**YOUR OBJECTIVE**
Retype all the records with nothing changed.

**RECORD EXTRACTS**
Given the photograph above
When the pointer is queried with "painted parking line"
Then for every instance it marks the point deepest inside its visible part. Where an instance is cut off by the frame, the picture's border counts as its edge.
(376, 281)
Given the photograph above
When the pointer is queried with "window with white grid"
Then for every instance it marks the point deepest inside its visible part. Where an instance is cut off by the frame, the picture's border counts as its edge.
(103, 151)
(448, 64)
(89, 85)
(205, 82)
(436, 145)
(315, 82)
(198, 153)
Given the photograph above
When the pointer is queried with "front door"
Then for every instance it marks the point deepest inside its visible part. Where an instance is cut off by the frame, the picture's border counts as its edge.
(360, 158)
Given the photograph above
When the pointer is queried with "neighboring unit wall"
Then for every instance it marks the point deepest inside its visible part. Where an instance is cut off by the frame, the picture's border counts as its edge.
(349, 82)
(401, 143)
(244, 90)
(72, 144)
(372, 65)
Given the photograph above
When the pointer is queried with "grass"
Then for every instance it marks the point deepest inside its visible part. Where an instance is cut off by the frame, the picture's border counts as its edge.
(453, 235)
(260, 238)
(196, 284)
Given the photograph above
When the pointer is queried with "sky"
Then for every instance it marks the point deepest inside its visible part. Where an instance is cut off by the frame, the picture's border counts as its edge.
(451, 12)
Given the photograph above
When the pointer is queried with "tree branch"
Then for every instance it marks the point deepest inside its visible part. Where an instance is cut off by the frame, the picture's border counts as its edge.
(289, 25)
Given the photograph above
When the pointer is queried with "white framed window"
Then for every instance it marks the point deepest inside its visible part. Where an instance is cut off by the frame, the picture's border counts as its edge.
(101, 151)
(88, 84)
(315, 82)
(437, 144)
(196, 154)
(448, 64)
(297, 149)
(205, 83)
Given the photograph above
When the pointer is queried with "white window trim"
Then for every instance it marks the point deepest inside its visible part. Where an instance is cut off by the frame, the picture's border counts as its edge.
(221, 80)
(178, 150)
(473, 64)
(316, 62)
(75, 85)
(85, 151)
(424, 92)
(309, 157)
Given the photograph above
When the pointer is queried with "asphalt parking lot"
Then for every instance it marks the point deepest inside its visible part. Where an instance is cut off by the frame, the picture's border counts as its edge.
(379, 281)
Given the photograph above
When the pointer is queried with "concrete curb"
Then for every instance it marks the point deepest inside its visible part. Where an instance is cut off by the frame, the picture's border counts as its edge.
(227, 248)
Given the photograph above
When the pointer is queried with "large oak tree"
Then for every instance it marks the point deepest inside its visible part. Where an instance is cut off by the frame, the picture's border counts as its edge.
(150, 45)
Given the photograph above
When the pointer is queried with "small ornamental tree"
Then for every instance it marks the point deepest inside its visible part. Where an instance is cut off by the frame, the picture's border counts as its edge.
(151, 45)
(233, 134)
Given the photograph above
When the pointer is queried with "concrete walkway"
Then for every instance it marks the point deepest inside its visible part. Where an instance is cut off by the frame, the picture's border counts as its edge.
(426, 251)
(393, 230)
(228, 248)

**RESULT OF THE TASK**
Given the photograph above
When the pointer is queried with "painted parking line"
Then for every instance it marks the point deepest inside its visible part. Where an instance is cut off by the frame, the picture's border counts as its edge.
(376, 281)
Given the photograph above
When the pointer is queried with "window with white grid"
Then for every instance it marks the point deepest inside its visible part. Where an instance is cut off by the frame, the picture's border counts as its edge.
(103, 151)
(448, 64)
(89, 85)
(205, 82)
(436, 145)
(315, 82)
(198, 153)
Given the photograph above
When the pointer is queried with "front door"
Then for every instance it marks the point deepest inside its visible part. Where an instance is cut off by the frame, the picture's border counts as its edge.
(360, 158)
Given the photograph above
When the pointer is queried with "neighboring unit wall"
Then for every instance it marks the point deepest inside its visible part. Where an instance is cut off by the frame, the picture's border counts as its edge.
(349, 82)
(401, 143)
(244, 90)
(72, 144)
(372, 65)
Given the photograph above
When the pointer is queried with "grass"
Then for every instance it marks the point deepest inside its visible part. Where an instance is cut off by the frame, the picture's border counts as its edge.
(453, 235)
(260, 238)
(196, 284)
Given the photograph above
When the pointer is queried with "sky"
Then for every instance it marks the point deepest inside its visible part. Where an instance is cut off by the frame, the picture's border counts as its edge.
(451, 12)
Given the photograph above
When the pointer is queried with "tree branch"
Then for every instance it marks the point deepest inside its visible part. Where an instance is cut off by the frame, the picture's border counts as its edge.
(289, 25)
Given the photograph above
When the pointer is queried with "white framed window"
Then for every instance it marks the point deepest inside its visible part. Where an instance is cut off by the frame, the picture's border counts as its edge.
(101, 151)
(88, 84)
(315, 82)
(437, 144)
(196, 154)
(448, 64)
(297, 149)
(205, 83)
Given the photograph above
When the pointer is queried with "white window trim"
Then for every instance it marks the point deepest inside its visible part. Where an instance is cut off by the frame, the picture's border counts as its edge.
(221, 80)
(178, 150)
(473, 64)
(316, 62)
(75, 85)
(85, 151)
(424, 92)
(309, 157)
Given the photograph above
When the pointer is queried with "asphalt parking lot"
Then for every instance it marks the point deepest inside its visible part. Where an instance is cut off by the frame, the picture's border counts as its edge.
(379, 281)
Given the photograph above
When the pointer is queried with "concrete curb"
Then for every instance it marks the point deepest inside its visible part. Where an instance is cut off by the frame, the picture's border counts as its edge.
(227, 248)
Given the photograph above
When the pointer is queried with "large oak tree"
Then for every instance it marks the point deepest inside its visible part. Where an instance is cut off by the frame, the picture's border counts as its edge.
(150, 45)
Given the photograph above
When the pointer is queried with "small ornamental tree"
Then for every instance it marks the point deepest inside its visible part. Where an instance is cut off by the frame, the picture's border counts as its edge.
(151, 45)
(233, 134)
Given the photograph above
When the pointer is queried with "concrete walkway"
Then for every instance it marks the point deepest inside its visible part. Where an instance is cut off by the frame, the picture's border counts as its edge.
(426, 251)
(393, 230)
(228, 248)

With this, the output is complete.